===== DOCUMENT SECTION

Under normal circumstances, the Fund invests at least 80% of its net assets (plus the amount of any borrowing for investment purposes) in both private and public real estate-related debt instruments and securities secured by real estate (“Mortgages”). The Fund may utilize leverage through borrowing for investment purposes or to satisfy repurchase requests.

 

The Fund is deemed to concentrate its investments in the real estate industry because, under normal circumstances, it invests over 25% of its assets in real estate-related investments. The Fund’s 80% investment policy may be changed upon 60 days’ advance notice to shareholders. The Fund’s concentration policy is fundamental and may not be changed without shareholder approval. The Fund’s SAI contains a list of all of the fundamental and non-fundamental investment policies of the Fund, under the heading “Investment Objective, Policies and Strategies.”

 

RISK FACTORS

 

An investment in the Fund’s shares is subject to risks. The value of the Fund’s investments will increase or decrease based on changes in the prices of the investments it holds. This will cause the value of the Fund’s shares to increase or decrease. You could lose money by investing in the Fund. By itself, the Fund does not constitute a balanced investment program. Before investing in the Fund you should consider carefully the following risks. There may be additional risks that the Fund does not currently foresee or consider material. You may wish to consult with your legal or tax advisors before deciding whether to invest in the Fund.

==========
===== INFORMATION SHOWN

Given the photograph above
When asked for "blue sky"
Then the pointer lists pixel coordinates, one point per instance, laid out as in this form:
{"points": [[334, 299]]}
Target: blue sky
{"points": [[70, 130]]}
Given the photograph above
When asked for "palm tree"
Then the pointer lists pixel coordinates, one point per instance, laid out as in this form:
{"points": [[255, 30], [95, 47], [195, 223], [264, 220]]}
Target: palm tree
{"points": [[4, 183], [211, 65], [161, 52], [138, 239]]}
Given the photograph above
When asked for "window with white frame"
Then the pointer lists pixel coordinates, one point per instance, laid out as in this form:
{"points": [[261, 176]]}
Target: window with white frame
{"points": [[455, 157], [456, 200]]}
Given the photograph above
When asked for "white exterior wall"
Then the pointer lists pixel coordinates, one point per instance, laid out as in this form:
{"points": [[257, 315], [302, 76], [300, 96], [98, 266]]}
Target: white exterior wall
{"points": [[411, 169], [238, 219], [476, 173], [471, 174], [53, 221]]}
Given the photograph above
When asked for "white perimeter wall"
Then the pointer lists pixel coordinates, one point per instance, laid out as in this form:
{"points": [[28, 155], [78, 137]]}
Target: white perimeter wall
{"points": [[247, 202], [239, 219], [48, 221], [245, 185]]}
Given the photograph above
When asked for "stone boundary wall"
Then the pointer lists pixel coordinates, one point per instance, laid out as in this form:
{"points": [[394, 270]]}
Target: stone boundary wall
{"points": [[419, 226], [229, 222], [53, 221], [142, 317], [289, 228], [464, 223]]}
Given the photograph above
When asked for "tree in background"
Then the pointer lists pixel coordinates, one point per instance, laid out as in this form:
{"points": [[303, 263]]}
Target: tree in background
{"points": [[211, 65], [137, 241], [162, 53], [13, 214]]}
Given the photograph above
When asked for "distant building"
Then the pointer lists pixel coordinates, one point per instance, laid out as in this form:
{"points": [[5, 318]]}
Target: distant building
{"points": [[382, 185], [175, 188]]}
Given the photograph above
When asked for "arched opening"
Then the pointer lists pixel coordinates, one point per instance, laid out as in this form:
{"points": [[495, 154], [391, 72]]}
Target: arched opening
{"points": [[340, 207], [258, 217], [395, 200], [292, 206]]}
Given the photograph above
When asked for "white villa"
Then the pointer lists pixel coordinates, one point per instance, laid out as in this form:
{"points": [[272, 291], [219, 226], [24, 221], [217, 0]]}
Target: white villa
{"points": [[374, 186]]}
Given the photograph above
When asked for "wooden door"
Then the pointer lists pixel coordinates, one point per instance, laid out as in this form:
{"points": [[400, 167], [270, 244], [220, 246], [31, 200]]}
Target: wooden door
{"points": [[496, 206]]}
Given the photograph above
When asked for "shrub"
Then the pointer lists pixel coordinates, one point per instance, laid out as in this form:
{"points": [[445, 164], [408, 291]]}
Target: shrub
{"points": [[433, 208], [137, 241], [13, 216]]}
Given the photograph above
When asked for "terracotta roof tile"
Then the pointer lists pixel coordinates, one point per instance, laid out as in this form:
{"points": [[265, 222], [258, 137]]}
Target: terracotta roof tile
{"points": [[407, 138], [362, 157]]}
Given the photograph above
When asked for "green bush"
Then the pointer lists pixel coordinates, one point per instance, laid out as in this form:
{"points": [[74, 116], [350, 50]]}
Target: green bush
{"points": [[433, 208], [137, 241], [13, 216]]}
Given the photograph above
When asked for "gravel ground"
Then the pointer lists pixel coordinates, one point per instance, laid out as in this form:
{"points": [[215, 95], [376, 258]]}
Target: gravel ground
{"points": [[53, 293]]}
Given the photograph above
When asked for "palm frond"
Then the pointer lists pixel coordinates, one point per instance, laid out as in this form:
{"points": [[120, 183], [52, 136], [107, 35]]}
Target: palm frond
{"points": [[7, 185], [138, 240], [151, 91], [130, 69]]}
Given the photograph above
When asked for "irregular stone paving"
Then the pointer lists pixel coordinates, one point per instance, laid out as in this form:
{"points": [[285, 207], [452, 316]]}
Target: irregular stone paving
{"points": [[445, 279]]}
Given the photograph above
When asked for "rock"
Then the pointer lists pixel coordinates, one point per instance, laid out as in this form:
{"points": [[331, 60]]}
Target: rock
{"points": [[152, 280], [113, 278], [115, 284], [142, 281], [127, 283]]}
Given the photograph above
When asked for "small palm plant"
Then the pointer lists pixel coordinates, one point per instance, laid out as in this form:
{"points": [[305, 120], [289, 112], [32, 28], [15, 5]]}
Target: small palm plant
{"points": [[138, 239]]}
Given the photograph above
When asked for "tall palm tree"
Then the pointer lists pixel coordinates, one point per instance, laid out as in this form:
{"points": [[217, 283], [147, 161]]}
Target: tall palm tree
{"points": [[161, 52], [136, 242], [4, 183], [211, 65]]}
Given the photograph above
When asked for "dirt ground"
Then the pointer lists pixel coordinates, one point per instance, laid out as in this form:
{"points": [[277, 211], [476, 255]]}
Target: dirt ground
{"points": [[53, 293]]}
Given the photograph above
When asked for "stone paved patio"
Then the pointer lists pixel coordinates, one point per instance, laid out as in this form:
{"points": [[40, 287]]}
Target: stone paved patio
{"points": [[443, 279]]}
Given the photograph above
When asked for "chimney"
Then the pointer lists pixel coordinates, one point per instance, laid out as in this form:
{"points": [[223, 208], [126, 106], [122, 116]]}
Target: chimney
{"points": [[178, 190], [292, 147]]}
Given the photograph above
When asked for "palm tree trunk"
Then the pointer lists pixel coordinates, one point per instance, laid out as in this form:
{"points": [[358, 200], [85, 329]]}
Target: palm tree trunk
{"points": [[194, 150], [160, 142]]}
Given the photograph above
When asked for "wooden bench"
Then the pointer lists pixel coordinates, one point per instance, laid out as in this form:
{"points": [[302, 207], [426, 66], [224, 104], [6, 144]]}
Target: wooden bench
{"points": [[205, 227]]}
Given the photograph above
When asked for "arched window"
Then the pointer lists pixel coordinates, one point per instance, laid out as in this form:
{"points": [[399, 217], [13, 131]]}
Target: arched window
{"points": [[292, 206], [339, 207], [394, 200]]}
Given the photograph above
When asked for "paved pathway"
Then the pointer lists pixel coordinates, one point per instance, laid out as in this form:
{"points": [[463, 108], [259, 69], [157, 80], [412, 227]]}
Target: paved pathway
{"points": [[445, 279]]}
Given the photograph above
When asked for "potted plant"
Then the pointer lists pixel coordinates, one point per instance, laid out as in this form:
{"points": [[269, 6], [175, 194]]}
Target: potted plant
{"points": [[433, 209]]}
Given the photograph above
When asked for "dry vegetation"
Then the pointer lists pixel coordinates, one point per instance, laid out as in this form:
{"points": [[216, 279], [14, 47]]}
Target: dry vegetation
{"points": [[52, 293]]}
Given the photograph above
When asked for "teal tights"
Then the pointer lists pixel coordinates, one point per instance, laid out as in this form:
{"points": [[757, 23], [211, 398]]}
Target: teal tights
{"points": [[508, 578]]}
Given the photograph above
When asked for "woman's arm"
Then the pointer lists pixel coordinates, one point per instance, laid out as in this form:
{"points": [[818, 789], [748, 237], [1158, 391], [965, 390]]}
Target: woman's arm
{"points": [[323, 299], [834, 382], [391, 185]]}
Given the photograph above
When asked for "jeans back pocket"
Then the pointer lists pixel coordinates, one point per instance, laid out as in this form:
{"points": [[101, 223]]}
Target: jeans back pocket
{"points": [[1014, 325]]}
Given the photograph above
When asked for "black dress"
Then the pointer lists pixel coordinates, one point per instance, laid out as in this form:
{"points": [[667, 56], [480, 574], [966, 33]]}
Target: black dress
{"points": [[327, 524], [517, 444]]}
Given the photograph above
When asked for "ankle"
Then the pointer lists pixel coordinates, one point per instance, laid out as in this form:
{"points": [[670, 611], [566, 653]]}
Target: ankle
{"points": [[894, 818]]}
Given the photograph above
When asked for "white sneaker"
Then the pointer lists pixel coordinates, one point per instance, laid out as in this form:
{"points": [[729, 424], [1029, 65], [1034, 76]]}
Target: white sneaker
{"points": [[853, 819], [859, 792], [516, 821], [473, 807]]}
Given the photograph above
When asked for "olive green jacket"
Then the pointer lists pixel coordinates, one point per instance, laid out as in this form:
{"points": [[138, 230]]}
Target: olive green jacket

==========

# TASK ITEM A
According to the prospectus excerpt, how much notice must shareholders receive before the Fund’s 80% investment policy can be changed?
# TASK ITEM B
Decide whether each statement agrees with the prospectus excerpt. Answer yes or no for each, and quote the words that settle it.
(i) The Fund’s concentration policy can be changed without shareholder approval.
(ii) The Fund may borrow money in order to satisfy repurchase requests.
(iii) On its own, the Fund is a balanced investment program.
# TASK ITEM C
Continue the prospectus excerpt from where it stops.

# EXERCISE RESULT A
60 days’ advance notice.

# EXERCISE RESULT B
(i) No: "The Fund’s concentration policy is fundamental and may not be changed without shareholder approval."
(ii) Yes: "The Fund may utilize leverage through borrowing for investment purposes or to satisfy repurchase requests."
(iii) No: "By itself, the Fund does not constitute a balanced investment program."

# EXERCISE RESULT C
Market Risk. An investment in the Fund’s shares is subject to investment risk, including the possible loss of the entire principal amount invested. An investment in the Fund’s shares represents an indirect investment in the real estate-related debt securities and other assets held by the Fund. The value of these securities, like other market investments, may move up or down, sometimes rapidly and unpredictably, which will subject shareholders to risk.

 

Concentration Risk. The Fund intends to concentrate its investments in the real estate industry, and invest more than 25% of its assets in real estate-related debt investments. Therefore, the Fund will be subject to greater volatility risk than registered funds that are not concentrated in a single industry. In addition, the Fund’s investments may be concentrated in specific regions or states within the United States, which would expose the Fund to greater region- or state-specific risks than if the Fund were to invest throughout the country or internationally.

 

Real Estate Industry Risk. The Fund expects to invest substantially all of its assets in real estate related debt securities, primarily within the United States. Therefore, the performance of its portfolio will be significantly impacted by the performance of the real estate market in general and the Fund may experience more volatility and be exposed to greater risk than a more diversified portfolio. The Fund will be impacted by factors particular to the real estate industry including, among others: (i) changes in general economic and market conditions; (ii) changes in the value of real estate properties; (iii) risks related to local economic conditions, overbuilding and increased competition; (iv) increases in operating expenses including property taxes and; (v) changes in zoning laws; (vi) casualty and condemnation losses; (vii) variations in rental income, neighborhood values or the appeal of property to tenants; (viii) the availability of financing (ix) changes in interest rates and (x) changes in availability of leverage on loans for or secured by real estate. Changes in federal tax laws which are being debated or pending as of the date of this prospectus may have a significant impact on the U.S. real estate industry in general, particularly in the geographic markets targeted by Fund investments. The value of securities in the real estate industry may go through cycles of relative under-performance and over-performance in comparison to equity securities markets in general.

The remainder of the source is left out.